> [Records for this task]:
·····
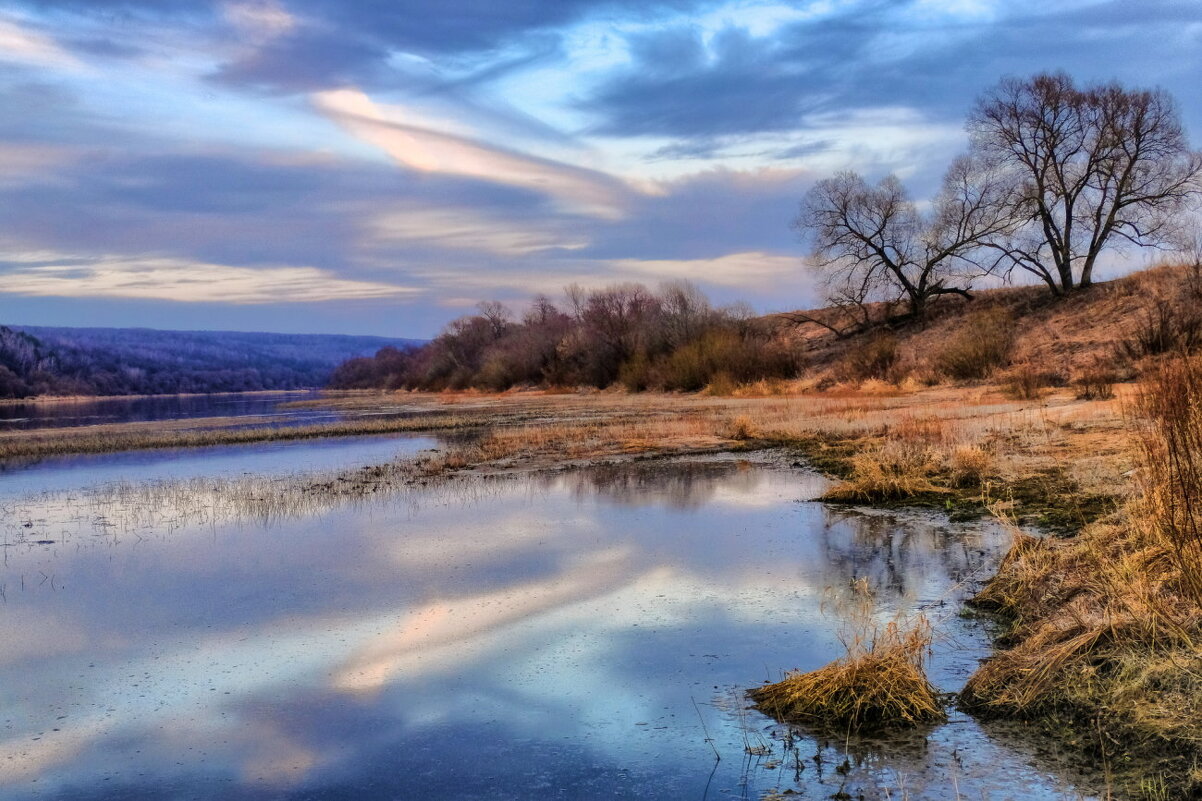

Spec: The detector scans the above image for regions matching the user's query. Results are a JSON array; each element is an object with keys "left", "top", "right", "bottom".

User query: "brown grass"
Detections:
[
  {"left": 0, "top": 415, "right": 484, "bottom": 459},
  {"left": 750, "top": 619, "right": 945, "bottom": 732},
  {"left": 823, "top": 439, "right": 947, "bottom": 503},
  {"left": 962, "top": 357, "right": 1202, "bottom": 797}
]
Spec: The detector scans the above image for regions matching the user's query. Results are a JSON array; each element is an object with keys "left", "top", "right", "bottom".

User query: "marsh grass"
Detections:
[
  {"left": 960, "top": 356, "right": 1202, "bottom": 797},
  {"left": 0, "top": 414, "right": 487, "bottom": 459},
  {"left": 750, "top": 618, "right": 946, "bottom": 734}
]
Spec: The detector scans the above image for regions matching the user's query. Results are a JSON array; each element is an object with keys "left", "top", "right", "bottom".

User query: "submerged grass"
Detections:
[
  {"left": 960, "top": 357, "right": 1202, "bottom": 797},
  {"left": 750, "top": 619, "right": 945, "bottom": 732},
  {"left": 0, "top": 414, "right": 487, "bottom": 459}
]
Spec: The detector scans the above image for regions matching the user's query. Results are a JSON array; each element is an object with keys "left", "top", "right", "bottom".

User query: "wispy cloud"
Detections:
[
  {"left": 0, "top": 254, "right": 417, "bottom": 304},
  {"left": 314, "top": 89, "right": 630, "bottom": 218},
  {"left": 0, "top": 17, "right": 87, "bottom": 72}
]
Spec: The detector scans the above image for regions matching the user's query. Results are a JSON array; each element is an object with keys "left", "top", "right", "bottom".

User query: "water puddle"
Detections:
[{"left": 0, "top": 458, "right": 1101, "bottom": 801}]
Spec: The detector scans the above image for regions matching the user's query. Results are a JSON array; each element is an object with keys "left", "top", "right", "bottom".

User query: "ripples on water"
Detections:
[{"left": 0, "top": 459, "right": 1101, "bottom": 801}]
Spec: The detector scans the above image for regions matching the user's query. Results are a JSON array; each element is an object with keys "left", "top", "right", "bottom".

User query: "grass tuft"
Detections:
[{"left": 750, "top": 619, "right": 945, "bottom": 732}]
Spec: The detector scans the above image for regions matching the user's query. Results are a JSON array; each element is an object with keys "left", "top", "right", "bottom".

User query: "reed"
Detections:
[{"left": 750, "top": 618, "right": 946, "bottom": 732}]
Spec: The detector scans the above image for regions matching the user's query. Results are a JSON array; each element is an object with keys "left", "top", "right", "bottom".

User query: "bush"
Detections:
[
  {"left": 1004, "top": 362, "right": 1064, "bottom": 401},
  {"left": 841, "top": 333, "right": 900, "bottom": 381},
  {"left": 1073, "top": 363, "right": 1119, "bottom": 401},
  {"left": 934, "top": 308, "right": 1014, "bottom": 381},
  {"left": 1118, "top": 298, "right": 1202, "bottom": 360}
]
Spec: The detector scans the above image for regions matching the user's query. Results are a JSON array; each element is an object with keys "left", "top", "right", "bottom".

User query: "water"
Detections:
[
  {"left": 0, "top": 433, "right": 439, "bottom": 500},
  {"left": 0, "top": 459, "right": 1101, "bottom": 801},
  {"left": 0, "top": 392, "right": 338, "bottom": 431}
]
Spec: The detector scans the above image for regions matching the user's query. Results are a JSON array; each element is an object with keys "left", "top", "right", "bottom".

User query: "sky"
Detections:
[{"left": 0, "top": 0, "right": 1202, "bottom": 337}]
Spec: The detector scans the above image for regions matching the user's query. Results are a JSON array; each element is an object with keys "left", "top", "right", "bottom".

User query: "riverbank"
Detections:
[{"left": 0, "top": 385, "right": 1177, "bottom": 797}]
·····
The material above must be printed exactly, with its pictures left out.

> [Finished answer]:
Spec: The detector scans the above image for regions matching the user's query. Results are a JSON array; each element is an object with keys "left", "top", "right", "bottom".

User query: "brown grass"
Detections:
[
  {"left": 0, "top": 415, "right": 484, "bottom": 459},
  {"left": 750, "top": 619, "right": 945, "bottom": 732},
  {"left": 823, "top": 439, "right": 947, "bottom": 503},
  {"left": 962, "top": 357, "right": 1202, "bottom": 797}
]
Spec: The detector scans the above image for regions matching the user's query. Results are a JSON array; each element is an object with keys "left", "top", "right", "bottom".

User query: "marsh grass"
Detections:
[
  {"left": 960, "top": 356, "right": 1202, "bottom": 797},
  {"left": 0, "top": 414, "right": 487, "bottom": 459},
  {"left": 750, "top": 618, "right": 946, "bottom": 734}
]
Spec: The detector scans the above image for regions matching the user's query. Results are a JSON array; each element is an object with keys "left", "top", "right", "bottom".

User query: "submerged grass"
Detections:
[
  {"left": 960, "top": 357, "right": 1202, "bottom": 797},
  {"left": 750, "top": 619, "right": 945, "bottom": 732},
  {"left": 0, "top": 414, "right": 487, "bottom": 459}
]
Spec: The detector scans the above image for regions matching the user's query. Results are a JSON array; each element is an object with keys "left", "top", "right", "bottom".

User query: "wispy cloud"
Detections:
[
  {"left": 0, "top": 254, "right": 417, "bottom": 304},
  {"left": 314, "top": 89, "right": 630, "bottom": 218},
  {"left": 0, "top": 17, "right": 87, "bottom": 72}
]
Spec: The detector scans the above image for regions matching the user's query. Results are a JSON array; each element is an object with keys "left", "top", "right", "bottom".

User query: "water puddle"
Detections:
[{"left": 0, "top": 458, "right": 1101, "bottom": 801}]
Spec: The detector scans the above image for regions matching the user's query. Results are a JSON array; each element is an object with keys "left", "top", "right", "bottom".

User query: "ripples on water"
Detections:
[{"left": 0, "top": 459, "right": 1101, "bottom": 801}]
Spec: The detector scans the above image for regions matching the user's query. Results are a JSON array; each element is an object with keys "left", "top", "right", "bottom".

User query: "grass tuft"
Detections:
[{"left": 750, "top": 619, "right": 945, "bottom": 732}]
Spec: The detector scans the above image for regions matching the user's query. Results are a JSON array; each element is an object with keys "left", "top", "right", "bottom".

User query: "reed"
Detections:
[{"left": 750, "top": 618, "right": 946, "bottom": 732}]
Spec: The detector scans the above image for regions matching the user's query. Results are a JSON array; each element is an object with keys "left", "top", "right", "bottom".

User query: "bush"
Detections:
[
  {"left": 1004, "top": 362, "right": 1064, "bottom": 401},
  {"left": 841, "top": 333, "right": 900, "bottom": 381},
  {"left": 1073, "top": 363, "right": 1119, "bottom": 401},
  {"left": 934, "top": 308, "right": 1014, "bottom": 381},
  {"left": 1118, "top": 298, "right": 1202, "bottom": 360}
]
Spec: The detector scans the above image for regions matching the user's query. Results are a JSON array; each element is an object with keys "left", "top", "right", "bottom".

User query: "water"
Detections:
[
  {"left": 0, "top": 433, "right": 439, "bottom": 500},
  {"left": 0, "top": 459, "right": 1101, "bottom": 801},
  {"left": 0, "top": 392, "right": 338, "bottom": 431}
]
Spec: The detector scans the above image for regions matching the user's query. Results are a JSON array; each element is an object with keys "left", "top", "right", "bottom".

User query: "sky"
Detections:
[{"left": 0, "top": 0, "right": 1202, "bottom": 337}]
Spec: The detector scans the above image for regions matching the user's query. Results are a JSON array; each element is an object with keys "left", "top", "right", "bottom".

User query: "riverbank"
Detections:
[{"left": 0, "top": 385, "right": 1177, "bottom": 797}]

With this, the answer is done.